Coordinate annotation entries
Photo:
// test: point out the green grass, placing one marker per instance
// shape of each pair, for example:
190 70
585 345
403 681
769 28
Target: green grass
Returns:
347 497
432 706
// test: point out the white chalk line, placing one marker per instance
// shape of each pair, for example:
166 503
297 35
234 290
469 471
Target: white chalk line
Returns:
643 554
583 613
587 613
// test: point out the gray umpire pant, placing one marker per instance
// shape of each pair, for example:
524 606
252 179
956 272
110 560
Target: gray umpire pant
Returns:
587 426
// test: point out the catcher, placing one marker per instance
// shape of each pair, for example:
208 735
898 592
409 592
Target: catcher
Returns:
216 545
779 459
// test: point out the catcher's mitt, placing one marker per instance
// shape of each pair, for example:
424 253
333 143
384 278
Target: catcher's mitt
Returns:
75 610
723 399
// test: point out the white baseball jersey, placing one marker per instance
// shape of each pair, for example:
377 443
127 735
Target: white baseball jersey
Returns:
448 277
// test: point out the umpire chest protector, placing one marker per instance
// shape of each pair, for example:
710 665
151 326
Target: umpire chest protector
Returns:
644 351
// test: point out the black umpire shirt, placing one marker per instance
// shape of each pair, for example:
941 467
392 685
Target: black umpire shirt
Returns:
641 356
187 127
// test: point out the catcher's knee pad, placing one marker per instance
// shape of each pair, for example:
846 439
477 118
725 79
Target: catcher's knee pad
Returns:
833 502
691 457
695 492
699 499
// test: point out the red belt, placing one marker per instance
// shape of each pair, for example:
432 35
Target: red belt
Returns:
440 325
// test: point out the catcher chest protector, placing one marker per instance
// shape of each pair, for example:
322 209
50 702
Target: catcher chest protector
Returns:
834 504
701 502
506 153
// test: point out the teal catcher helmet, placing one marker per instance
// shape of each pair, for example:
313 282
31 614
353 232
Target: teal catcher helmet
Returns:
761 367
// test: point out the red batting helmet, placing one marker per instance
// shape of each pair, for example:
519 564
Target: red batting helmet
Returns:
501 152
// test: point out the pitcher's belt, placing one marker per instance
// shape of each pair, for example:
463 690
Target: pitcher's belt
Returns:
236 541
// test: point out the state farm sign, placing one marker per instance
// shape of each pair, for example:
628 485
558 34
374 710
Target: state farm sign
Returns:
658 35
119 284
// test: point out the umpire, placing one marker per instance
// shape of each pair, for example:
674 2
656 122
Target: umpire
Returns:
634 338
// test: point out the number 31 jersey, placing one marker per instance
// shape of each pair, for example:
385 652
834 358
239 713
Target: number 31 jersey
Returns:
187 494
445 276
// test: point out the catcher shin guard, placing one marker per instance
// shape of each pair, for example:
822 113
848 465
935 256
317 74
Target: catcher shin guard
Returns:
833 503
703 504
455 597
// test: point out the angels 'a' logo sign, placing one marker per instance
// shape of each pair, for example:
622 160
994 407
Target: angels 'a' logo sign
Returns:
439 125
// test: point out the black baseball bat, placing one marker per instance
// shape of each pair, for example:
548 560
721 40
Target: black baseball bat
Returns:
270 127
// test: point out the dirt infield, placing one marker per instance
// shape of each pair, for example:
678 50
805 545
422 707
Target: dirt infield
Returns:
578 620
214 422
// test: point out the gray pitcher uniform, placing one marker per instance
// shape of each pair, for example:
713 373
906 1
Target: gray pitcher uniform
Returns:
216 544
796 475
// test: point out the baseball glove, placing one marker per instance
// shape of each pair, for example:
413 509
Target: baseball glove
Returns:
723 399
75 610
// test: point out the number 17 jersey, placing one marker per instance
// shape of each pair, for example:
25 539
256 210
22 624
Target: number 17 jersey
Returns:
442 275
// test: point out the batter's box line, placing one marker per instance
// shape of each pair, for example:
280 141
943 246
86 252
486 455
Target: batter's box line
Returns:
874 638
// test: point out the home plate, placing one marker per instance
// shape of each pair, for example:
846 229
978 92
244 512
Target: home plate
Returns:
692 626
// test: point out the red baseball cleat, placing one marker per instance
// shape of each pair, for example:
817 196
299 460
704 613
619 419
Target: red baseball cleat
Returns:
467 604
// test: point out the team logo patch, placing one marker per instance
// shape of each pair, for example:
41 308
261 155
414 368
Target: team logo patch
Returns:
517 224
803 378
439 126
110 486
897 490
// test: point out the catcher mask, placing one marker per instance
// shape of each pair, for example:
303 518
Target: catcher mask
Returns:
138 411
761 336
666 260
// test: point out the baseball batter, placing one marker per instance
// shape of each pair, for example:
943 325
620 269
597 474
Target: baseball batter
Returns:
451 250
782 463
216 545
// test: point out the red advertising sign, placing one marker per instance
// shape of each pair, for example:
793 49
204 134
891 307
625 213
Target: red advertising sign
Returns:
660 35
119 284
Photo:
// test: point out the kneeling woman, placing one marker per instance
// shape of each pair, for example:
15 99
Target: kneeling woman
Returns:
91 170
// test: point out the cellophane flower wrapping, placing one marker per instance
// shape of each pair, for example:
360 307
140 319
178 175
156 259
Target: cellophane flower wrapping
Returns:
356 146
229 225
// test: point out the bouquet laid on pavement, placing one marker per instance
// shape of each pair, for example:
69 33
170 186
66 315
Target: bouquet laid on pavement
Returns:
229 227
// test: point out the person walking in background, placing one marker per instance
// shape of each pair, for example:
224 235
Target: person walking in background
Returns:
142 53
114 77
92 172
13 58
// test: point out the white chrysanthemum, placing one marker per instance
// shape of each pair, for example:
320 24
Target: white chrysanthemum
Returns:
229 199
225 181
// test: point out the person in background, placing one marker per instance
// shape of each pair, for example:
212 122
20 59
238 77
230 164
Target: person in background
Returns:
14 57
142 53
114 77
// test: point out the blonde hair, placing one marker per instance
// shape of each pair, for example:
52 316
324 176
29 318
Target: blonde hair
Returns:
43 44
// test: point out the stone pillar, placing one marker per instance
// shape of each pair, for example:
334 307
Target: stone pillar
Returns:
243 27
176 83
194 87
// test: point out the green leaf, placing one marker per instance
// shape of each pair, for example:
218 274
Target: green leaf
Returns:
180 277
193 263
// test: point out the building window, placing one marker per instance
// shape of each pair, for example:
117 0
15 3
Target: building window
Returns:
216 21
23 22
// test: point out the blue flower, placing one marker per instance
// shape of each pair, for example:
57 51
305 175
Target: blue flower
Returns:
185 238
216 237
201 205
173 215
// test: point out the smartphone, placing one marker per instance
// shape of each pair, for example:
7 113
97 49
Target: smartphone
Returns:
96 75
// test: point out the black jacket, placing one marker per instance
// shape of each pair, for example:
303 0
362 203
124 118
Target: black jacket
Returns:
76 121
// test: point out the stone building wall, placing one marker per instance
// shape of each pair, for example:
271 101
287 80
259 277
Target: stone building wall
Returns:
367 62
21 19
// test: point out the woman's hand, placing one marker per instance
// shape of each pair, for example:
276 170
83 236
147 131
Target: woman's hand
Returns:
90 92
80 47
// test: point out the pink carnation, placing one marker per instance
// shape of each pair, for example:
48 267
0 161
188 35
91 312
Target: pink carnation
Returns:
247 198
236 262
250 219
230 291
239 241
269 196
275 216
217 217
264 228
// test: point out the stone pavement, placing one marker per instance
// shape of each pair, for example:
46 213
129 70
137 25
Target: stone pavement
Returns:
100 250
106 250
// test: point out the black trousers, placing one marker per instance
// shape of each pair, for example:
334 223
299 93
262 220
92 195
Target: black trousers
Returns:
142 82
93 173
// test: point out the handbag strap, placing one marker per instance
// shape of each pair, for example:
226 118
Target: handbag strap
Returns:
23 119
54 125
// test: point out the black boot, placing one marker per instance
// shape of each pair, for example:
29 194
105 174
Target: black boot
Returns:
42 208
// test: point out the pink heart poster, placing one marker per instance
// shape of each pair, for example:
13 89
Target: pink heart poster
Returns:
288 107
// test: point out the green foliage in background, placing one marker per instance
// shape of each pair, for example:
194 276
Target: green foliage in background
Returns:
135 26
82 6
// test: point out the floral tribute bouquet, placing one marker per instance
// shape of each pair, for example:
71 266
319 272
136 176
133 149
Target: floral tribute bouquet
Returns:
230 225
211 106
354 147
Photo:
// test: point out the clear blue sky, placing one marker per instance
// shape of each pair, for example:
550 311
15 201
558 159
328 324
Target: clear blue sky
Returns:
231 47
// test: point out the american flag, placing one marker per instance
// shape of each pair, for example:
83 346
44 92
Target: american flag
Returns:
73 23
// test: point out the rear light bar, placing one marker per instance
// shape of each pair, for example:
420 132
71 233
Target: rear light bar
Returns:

**Written exercise:**
Nothing but the lines from the one with "foliage in background, placing one marker per instance" through the end of the data above should be repeated, each exactly as it stands.

**Final result:**
// test: point out the green foliage in background, placing one marker per instance
// shape of each pair, for example:
194 276
Target: green foliage in background
Returns:
135 26
82 6
// test: point out the floral tribute bouquet, placing one marker per instance
// shape of each pair, for example:
71 266
319 272
136 176
133 149
Target: floral tribute bouquet
Returns:
230 225
211 106
354 147
Photo:
// test: point out the clear blue sky, placing one marker per instance
// shape of each pair, for example:
550 311
15 201
558 159
328 324
Target: clear blue sky
Returns:
231 47
// test: point out the american flag, placing one marker per instance
// shape of each pair, for example:
83 346
44 92
Target: american flag
Returns:
73 23
// test: point out the rear light bar, placing one marker per instance
// shape of each pair, for example:
420 132
71 233
Target: rear light bar
Returns:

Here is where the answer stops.